» **Document segment**
Therefore, though the German metaphysician latter claimed that his reading of
the Scottish critical empiricist awakened him from his dogmatic dream,
what actually happened was that it forced him to express his dogmatic
metaphysics in a new way, in an attempt to give the false impression that he
was respecting the limits of knowledge and thus producing a “true science” (for
an explanation of how he breached the limits in question, cf. Capriles, 1994,
2007a Vol. I).
The
widespread realization of Kant’s failure in his purported attempt to produce a
metaphysics that would respect the limits inherent in human knowledge, gave
rise to the characteristically modern project of positivism, the best-known
forms of which intended to surpass metaphysics, ontology and whatever else has
traditionally gone under the label philosophy by keeping to verifiable evidence
of the kind that would be acceptable to the positive sciences. Among the
different brands of positivism, August Compte’s intended to replace ontology
and the rest of what traditionally went under the name philosophy, with an encyclopædia
of positive sciences; the Austrian empirio-criticists produced a science-based
critical philosophy that, like Alfred North Whitehead’s metaphysics (which was
intended to surpass, by the same token, all of the classic dualisms of
metaphysics, and substantialistic monism), involved an ontology free
from the mind-matter dualism; the neopositivists, including those in the Vienna
Circle, circumscribed philosophy to a critical philosophy of science; some
trends of philosophy of language (not Ludwig Wittgenstein’s final system, as it
asserted language not to match reality and to be a source of delusion[i]) circumscribed
the ambit of philosophy to determining whether or not statements are
meaningful; etc.
However,
in our time all forms of positivism are widely seen as obsolete remnants of the
enthusiasm with science proper to early modernity; in particular, even though
most of those philosophers who define themselves as postmodern continue to
uphold the myth of progress that is the root and essence of modernity, in their
majority they outright negate that the discourses of science and philosophy can
achieve the ideal of adæquatio intellectus et rei (i.e., concordance
with a supposedly independent, factic reality). In fact, this idea runs
counter, not only to the trends of philosophy that define themselves as
postmodern, but to the views of a long list of thinkers that includes
philosophers, scientists and philosopher-scientists, and that goes at least as
back as the Greek Skeptics.

» **To be done**
• a. In the passage about positivism, what did August Compte's brand of positivism intend to replace ontology with?
• b. Duplicate the part of the passage about positivism that opens with the words containing "Therefore, though the" and closes with "2007a Vol. I).".
Rely only on the passage about positivism and nothing else.

» **Information supplied**
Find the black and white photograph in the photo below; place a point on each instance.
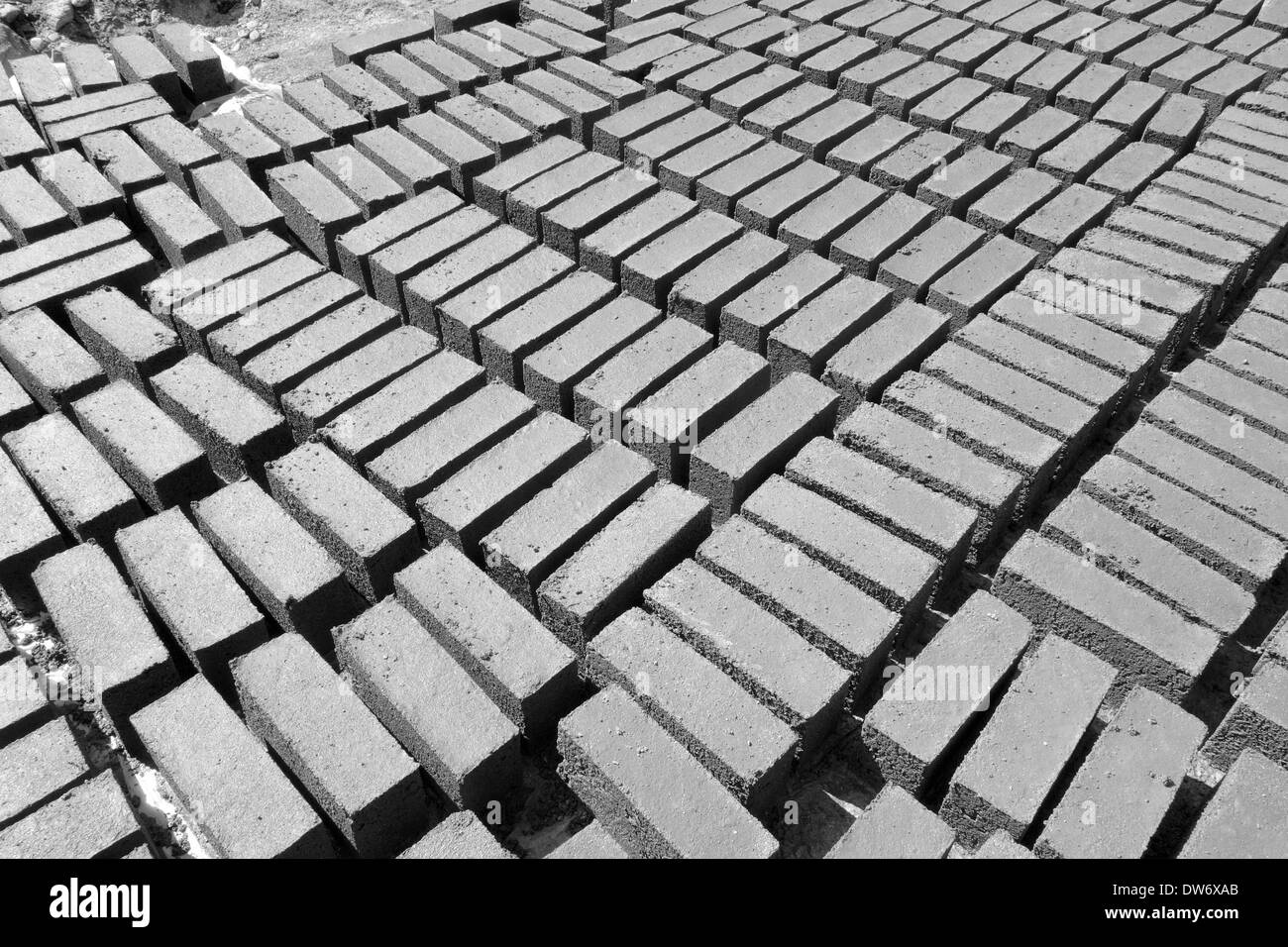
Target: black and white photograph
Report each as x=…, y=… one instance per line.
x=643, y=429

» **Outputs for the tasks**
• a. An encyclopædia of positive sciences.

• b.
Therefore, though the German metaphysician latter claimed that his reading of
the Scottish critical empiricist awakened him from his dogmatic dream,
what actually happened was that it forced him to express his dogmatic
metaphysics in a new way, in an attempt to give the false impression that he
was respecting the limits of knowledge and thus producing a “true science” (for
an explanation of how he breached the limits in question, cf. Capriles, 1994,
2007a Vol. I).